* Start *
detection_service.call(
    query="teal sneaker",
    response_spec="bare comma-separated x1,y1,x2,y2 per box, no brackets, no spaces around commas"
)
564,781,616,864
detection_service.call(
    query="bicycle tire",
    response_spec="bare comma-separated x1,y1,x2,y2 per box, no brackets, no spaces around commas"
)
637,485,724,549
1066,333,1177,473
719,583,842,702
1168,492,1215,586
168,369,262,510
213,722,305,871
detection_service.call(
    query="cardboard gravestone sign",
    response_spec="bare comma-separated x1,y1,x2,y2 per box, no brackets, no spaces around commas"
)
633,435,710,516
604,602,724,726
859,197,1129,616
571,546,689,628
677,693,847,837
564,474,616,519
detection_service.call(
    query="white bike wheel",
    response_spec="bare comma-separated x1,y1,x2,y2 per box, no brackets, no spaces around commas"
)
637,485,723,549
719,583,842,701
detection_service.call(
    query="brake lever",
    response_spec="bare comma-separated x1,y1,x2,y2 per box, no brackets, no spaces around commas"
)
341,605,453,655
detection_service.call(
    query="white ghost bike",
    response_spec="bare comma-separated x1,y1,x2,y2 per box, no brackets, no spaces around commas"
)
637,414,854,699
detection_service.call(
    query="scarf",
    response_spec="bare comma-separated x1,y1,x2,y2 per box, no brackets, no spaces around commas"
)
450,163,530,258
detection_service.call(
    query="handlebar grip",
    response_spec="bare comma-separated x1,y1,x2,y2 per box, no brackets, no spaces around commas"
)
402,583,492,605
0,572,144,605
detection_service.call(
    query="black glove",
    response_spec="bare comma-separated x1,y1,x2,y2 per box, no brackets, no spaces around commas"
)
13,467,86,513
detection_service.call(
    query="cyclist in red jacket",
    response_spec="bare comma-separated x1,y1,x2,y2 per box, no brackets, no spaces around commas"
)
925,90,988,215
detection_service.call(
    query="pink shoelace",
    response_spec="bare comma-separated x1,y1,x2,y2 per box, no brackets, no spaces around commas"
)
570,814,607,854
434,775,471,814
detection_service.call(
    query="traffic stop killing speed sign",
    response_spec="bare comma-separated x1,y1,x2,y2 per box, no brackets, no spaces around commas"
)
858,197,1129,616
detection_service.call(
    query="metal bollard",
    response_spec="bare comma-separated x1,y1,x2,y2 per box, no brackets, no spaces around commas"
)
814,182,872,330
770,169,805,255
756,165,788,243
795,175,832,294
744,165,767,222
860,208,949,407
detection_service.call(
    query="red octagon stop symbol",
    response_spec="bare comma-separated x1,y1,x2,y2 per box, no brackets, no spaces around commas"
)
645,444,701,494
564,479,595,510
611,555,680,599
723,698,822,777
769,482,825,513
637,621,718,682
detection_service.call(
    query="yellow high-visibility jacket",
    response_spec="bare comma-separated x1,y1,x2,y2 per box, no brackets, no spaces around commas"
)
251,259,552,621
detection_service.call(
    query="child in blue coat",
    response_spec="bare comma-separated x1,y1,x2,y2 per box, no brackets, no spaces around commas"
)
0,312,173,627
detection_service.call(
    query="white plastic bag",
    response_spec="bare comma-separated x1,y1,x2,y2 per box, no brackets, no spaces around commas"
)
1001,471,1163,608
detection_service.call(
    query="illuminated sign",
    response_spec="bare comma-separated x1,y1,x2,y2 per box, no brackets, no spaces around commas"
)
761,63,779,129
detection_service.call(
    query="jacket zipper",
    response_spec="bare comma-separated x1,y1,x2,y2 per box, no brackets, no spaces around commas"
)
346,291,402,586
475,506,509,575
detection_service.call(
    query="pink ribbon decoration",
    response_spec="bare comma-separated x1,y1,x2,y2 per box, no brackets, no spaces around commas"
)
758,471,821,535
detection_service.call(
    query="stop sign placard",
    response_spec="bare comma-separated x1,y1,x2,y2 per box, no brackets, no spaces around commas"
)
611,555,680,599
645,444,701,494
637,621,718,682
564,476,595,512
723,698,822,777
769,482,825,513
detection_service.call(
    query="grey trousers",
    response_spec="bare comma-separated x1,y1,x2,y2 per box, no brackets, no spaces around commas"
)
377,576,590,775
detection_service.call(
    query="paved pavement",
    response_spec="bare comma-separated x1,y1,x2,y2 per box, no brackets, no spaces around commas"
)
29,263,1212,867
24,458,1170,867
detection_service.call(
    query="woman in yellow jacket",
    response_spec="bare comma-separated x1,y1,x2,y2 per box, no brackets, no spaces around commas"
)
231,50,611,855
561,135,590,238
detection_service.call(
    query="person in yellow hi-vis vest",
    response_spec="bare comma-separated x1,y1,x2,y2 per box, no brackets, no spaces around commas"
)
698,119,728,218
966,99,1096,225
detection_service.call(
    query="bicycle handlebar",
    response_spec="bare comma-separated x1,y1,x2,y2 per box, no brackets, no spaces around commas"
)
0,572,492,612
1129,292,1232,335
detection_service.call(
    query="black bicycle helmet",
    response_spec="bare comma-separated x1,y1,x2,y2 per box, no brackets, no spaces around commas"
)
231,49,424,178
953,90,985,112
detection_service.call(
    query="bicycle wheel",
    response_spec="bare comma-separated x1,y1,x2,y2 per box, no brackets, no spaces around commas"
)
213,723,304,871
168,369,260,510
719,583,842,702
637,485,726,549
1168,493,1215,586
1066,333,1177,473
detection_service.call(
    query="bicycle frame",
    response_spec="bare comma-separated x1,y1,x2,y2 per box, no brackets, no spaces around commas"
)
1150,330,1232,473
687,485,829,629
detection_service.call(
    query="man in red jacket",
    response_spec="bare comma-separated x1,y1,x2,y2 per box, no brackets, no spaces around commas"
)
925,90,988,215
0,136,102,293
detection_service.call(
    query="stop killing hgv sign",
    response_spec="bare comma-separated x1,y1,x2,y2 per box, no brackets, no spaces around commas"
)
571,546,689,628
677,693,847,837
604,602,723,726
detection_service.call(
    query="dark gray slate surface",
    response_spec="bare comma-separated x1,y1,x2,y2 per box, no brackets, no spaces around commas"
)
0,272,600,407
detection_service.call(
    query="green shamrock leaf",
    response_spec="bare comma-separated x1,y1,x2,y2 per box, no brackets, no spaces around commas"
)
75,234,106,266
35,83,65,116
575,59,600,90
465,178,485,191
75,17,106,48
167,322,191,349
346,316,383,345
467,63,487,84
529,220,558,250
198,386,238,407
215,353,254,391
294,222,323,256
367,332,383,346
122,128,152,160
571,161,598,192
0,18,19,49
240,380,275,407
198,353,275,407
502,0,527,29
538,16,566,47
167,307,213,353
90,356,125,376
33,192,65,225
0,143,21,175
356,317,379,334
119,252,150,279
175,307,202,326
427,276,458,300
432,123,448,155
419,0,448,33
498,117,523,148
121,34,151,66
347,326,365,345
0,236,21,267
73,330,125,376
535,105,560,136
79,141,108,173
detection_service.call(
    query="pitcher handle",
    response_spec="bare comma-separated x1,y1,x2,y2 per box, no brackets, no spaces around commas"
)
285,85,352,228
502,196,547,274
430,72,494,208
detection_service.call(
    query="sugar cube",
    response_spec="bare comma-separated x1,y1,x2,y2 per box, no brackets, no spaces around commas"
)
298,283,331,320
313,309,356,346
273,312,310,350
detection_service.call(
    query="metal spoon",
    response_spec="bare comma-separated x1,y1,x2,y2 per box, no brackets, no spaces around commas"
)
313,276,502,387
* End *
* Start *
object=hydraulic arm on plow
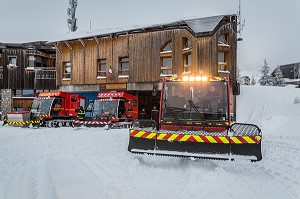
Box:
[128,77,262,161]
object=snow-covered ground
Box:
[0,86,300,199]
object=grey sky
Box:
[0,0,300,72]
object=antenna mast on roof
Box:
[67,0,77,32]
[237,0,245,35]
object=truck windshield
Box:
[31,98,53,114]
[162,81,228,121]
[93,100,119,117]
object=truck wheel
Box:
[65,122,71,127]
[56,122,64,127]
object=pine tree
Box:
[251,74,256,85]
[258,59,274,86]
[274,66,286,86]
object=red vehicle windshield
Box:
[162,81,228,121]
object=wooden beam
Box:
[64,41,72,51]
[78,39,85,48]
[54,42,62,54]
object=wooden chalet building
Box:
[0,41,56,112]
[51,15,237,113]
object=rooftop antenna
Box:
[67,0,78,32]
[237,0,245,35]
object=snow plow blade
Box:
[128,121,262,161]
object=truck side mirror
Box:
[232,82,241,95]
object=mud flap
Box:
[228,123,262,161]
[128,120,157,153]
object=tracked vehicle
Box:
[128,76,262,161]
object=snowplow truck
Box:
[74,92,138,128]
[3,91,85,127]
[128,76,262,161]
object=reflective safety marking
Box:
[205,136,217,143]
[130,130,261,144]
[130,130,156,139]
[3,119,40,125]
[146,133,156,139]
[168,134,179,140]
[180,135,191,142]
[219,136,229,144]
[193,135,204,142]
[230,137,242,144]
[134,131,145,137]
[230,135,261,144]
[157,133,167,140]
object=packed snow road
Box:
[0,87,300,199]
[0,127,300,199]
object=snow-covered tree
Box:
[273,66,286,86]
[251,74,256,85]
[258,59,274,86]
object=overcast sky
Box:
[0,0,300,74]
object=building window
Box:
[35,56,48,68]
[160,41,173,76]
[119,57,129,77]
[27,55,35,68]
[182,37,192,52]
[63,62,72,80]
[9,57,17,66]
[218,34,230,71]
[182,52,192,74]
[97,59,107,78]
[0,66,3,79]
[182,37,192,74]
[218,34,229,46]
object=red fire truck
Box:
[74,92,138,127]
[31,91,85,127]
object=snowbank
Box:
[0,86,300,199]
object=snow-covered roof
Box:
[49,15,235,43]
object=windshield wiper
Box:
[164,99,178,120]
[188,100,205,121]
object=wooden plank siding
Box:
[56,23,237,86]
* End *
STATED PROBLEM: Tally the lines in the records that contain the string "wheel", with case counting, and reply with only the number.

EXPECTED ANSWER: 3